Extrait du document
C’est une aquarelle, de taille modeste, bicolore, réduite à la plus simple expression qu’autorise cet art du pigment et du papier. Un voilier file vers un rivage, au loin, peut-être un ilot. On dit voilier, mais rien ne trahit une quelconque structure solide, tels qu’un mât ou une coque ; ne sont suggérés que la voile inclinée, son reflet, tous deux d’un vert tirant vers le glauque, et le sillage, de la même teinte, qui creuse l’eau blanche, c’est à dire la page. La lumière environne tout, absolue, totalitaire. La brise, qui porte le bateau, doit être fraîche, alors qu’on imagine une chaleur de four dès qu’on s’éloigne de l’océan. L’embarcation, son mouvement, l’horizon lointain constituent une scène fugitive, à peine esquissée, de navigation exotique. On devine un pinceau « avare », guidé d’une main sûre, servant une brève et précise vision marine. On songe à la discipline du haïku japonais : trois ou quatre lignes, un poème fulgurant, tracé sans la moindre interruption. C’est trois fois rien, et c’est fascinant : l’économie de moyens, quand elle produit une si forte impression, relève bien de l’art.
L’auteur de ce petit chef d’œuvre déclare : « J’aime l’aquarelle dans ce qu’elle a d’immédiat. Dans une aquarelle, il faut être spontané, et réussir tout de suite. On ne peut rien corriger. ». Il se nomme Hugo Pratt (1927-1995).

Extrait du jeu de données:
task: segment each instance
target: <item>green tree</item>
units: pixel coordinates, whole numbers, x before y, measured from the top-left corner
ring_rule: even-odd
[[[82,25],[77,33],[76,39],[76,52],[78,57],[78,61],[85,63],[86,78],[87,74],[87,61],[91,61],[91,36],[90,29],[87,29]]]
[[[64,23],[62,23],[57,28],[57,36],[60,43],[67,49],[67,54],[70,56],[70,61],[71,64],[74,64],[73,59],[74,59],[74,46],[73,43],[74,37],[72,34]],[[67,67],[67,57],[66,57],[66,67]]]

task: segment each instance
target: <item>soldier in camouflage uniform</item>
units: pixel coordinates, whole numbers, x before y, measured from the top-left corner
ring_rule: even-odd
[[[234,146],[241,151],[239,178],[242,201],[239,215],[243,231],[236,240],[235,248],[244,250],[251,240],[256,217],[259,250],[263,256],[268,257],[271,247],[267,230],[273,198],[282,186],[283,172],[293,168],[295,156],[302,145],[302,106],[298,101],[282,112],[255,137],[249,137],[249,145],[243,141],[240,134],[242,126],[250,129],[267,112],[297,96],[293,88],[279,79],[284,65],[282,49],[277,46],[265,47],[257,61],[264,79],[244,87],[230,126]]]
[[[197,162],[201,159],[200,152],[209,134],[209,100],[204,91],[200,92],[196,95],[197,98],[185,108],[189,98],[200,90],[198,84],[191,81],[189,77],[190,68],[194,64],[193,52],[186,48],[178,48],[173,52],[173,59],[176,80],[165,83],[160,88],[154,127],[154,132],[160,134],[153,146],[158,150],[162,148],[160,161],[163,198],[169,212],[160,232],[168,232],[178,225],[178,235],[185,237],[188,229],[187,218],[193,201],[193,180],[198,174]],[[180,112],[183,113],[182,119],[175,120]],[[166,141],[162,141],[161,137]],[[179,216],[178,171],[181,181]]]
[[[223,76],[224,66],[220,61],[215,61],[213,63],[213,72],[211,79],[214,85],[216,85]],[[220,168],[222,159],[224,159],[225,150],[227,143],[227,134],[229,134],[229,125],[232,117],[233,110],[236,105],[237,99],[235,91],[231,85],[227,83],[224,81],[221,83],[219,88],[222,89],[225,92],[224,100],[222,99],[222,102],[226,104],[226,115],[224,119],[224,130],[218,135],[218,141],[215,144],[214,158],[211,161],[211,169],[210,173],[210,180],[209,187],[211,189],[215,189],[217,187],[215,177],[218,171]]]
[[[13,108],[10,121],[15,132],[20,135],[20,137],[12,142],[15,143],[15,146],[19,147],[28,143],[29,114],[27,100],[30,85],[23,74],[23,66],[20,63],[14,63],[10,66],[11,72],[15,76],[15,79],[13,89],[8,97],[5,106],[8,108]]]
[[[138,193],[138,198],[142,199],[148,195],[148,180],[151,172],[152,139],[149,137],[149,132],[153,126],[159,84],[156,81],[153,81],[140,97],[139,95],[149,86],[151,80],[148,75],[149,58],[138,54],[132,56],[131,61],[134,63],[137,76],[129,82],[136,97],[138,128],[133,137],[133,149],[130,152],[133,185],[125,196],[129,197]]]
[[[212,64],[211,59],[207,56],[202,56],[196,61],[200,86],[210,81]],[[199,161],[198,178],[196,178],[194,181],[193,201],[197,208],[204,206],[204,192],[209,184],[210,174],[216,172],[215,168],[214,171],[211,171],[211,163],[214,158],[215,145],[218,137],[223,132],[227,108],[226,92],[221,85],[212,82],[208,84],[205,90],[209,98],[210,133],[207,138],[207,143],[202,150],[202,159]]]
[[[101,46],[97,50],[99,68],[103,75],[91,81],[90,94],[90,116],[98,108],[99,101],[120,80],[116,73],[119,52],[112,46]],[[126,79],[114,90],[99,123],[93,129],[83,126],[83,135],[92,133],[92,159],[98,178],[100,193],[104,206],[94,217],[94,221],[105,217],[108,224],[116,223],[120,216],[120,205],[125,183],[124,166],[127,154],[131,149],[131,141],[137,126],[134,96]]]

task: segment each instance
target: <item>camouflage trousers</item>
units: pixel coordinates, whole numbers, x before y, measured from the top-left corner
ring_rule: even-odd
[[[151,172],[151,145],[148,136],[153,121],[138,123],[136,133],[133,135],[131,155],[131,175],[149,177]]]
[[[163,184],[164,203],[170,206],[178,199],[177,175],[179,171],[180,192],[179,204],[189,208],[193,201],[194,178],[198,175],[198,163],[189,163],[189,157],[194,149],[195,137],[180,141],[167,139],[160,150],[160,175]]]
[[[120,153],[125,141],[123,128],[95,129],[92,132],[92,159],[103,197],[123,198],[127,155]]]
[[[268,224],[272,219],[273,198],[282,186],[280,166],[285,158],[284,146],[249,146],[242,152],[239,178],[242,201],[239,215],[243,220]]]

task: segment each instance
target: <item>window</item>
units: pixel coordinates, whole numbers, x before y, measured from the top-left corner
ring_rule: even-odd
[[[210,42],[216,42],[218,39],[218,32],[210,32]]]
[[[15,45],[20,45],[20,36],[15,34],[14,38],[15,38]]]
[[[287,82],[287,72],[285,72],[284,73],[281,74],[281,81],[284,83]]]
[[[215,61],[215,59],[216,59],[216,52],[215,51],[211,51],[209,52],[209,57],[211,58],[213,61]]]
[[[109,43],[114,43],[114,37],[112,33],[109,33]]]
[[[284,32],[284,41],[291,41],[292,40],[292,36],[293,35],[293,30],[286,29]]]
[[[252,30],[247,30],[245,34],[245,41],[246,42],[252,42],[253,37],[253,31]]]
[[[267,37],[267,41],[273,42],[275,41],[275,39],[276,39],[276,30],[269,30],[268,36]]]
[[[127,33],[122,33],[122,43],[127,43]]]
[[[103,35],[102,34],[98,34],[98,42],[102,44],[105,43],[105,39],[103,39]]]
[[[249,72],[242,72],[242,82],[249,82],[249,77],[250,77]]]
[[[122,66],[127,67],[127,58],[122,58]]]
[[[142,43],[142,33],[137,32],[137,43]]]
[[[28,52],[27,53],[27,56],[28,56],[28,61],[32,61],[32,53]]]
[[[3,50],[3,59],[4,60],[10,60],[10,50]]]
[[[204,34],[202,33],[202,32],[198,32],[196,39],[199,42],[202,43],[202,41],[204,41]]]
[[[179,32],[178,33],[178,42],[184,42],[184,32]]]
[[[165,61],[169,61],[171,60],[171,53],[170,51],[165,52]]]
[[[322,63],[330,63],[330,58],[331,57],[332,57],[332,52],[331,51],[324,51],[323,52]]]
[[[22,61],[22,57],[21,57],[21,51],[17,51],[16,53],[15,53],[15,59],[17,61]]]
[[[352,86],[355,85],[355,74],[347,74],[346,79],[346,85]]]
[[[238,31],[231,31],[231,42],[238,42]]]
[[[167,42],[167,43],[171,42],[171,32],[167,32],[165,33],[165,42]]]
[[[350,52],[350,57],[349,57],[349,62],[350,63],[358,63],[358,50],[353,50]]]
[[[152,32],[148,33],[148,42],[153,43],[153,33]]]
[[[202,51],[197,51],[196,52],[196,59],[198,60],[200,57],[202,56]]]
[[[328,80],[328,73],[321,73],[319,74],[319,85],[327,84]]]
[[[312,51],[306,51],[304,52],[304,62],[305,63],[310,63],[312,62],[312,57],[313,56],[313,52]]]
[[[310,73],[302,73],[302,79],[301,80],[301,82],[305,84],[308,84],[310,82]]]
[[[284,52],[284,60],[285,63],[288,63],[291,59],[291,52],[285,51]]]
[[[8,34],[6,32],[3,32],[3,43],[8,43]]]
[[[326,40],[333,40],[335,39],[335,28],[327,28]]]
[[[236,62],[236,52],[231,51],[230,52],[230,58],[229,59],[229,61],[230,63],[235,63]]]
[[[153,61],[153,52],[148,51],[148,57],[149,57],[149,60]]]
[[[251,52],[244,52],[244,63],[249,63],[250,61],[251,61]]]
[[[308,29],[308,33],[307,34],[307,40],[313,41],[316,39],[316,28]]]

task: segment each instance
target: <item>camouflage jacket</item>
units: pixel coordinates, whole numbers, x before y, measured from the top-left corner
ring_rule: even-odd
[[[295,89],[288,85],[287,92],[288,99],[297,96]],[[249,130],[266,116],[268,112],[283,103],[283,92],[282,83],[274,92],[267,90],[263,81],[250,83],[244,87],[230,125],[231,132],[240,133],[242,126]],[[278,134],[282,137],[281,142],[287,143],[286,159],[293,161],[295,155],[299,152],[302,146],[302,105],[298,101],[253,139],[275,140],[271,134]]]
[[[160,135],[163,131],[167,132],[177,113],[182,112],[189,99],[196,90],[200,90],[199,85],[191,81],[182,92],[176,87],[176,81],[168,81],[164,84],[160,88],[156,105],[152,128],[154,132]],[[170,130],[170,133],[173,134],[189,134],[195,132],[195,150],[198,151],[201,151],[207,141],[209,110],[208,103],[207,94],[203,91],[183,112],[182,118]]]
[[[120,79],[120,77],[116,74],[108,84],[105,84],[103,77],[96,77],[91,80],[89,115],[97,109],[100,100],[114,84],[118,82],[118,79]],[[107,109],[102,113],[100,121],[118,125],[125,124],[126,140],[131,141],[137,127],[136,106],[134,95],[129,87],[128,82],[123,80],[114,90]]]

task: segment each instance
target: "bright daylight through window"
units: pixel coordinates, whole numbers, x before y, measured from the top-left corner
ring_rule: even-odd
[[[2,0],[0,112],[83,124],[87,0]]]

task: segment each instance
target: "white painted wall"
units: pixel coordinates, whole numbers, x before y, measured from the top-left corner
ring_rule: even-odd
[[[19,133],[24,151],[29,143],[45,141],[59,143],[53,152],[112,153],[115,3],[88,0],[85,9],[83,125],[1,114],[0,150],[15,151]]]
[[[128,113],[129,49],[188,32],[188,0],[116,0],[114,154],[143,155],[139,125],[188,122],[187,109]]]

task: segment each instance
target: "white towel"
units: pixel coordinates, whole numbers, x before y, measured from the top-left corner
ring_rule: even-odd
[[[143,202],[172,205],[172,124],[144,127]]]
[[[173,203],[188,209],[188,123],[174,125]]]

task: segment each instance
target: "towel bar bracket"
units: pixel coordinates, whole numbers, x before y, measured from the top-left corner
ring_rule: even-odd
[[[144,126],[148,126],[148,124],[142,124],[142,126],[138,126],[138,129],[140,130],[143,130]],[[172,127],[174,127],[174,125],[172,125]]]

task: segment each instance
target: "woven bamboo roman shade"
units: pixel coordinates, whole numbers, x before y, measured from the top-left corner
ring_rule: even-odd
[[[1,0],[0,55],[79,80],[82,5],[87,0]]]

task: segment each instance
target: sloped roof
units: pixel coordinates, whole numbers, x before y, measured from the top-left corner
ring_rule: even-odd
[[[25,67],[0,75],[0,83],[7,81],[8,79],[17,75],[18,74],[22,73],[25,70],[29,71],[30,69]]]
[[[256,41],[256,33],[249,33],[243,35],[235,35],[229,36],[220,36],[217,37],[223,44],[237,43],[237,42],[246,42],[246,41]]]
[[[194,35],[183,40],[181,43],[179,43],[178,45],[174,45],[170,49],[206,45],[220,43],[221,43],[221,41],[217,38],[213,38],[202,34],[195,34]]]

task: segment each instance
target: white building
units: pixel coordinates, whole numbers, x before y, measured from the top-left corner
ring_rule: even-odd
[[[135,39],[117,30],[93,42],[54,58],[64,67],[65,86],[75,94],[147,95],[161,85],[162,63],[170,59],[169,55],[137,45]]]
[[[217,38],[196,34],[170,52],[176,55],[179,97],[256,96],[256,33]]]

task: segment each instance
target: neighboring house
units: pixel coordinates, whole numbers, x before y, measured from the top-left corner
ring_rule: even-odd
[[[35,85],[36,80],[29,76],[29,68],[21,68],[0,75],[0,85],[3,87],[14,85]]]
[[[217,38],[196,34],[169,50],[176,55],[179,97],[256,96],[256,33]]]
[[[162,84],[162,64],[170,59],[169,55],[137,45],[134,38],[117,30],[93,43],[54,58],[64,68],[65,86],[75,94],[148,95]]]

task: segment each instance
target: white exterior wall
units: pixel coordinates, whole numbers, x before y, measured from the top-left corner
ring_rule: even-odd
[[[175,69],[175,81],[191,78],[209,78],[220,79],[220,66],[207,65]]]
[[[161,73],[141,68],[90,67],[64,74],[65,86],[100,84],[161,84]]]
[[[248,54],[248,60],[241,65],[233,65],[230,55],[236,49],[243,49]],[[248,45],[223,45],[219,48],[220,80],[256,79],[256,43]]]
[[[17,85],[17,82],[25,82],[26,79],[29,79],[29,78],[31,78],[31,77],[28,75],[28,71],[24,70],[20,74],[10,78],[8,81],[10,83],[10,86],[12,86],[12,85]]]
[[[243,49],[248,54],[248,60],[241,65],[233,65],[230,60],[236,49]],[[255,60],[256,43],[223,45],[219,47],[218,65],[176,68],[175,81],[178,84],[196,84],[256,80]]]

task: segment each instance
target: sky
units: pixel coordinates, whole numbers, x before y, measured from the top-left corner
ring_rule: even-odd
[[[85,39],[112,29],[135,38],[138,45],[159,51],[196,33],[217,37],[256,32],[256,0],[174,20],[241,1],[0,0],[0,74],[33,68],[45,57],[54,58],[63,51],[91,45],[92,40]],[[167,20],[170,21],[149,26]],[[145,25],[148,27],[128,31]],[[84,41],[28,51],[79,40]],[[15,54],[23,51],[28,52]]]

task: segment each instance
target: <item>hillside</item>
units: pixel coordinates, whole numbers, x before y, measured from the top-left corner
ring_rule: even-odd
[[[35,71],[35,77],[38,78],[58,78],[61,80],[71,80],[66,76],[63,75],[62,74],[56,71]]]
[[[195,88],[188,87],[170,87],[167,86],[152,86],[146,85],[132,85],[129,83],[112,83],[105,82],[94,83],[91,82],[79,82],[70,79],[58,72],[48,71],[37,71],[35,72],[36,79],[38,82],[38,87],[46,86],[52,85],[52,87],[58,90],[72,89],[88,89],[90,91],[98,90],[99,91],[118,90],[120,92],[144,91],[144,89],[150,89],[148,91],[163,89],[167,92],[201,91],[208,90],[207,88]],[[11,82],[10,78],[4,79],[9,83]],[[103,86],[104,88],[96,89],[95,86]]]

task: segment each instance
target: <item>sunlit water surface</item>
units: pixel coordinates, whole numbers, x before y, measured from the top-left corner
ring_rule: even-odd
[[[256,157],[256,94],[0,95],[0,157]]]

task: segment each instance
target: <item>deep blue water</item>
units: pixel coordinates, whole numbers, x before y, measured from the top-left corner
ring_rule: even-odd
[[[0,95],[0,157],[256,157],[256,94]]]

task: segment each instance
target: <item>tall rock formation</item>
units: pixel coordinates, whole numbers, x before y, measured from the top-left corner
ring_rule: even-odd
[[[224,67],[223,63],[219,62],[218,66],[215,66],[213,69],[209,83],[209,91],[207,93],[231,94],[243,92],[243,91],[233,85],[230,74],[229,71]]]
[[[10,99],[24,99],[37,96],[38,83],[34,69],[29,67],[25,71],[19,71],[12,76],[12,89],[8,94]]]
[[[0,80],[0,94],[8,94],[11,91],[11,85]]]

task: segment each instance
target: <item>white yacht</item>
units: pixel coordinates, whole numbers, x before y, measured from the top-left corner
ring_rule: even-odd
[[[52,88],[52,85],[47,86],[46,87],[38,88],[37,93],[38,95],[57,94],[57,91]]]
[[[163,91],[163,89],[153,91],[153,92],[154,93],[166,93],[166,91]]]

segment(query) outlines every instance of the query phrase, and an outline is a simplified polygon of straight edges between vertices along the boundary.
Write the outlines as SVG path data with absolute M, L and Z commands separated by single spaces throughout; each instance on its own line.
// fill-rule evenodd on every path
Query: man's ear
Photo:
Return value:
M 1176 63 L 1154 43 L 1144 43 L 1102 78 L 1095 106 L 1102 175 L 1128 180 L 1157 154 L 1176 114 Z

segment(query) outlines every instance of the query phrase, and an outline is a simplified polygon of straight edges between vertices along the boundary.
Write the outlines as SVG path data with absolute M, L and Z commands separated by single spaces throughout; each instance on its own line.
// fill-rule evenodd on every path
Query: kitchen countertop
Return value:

À faire
Pourriez-vous extraire du passage sur l'aquarelle le fragment qui va de « L’auteur de ce » jusqu'à « Hugo Pratt (1927-1995). », à l'identique ? Ce matériau ne joue aucun rôle ici.

Réponse
L’auteur de ce petit chef d’œuvre déclare : « J’aime l’aquarelle dans ce qu’elle a d’immédiat. Dans une aquarelle, il faut être spontané, et réussir tout de suite. On ne peut rien corriger. ». Il se nomme Hugo Pratt (1927-1995).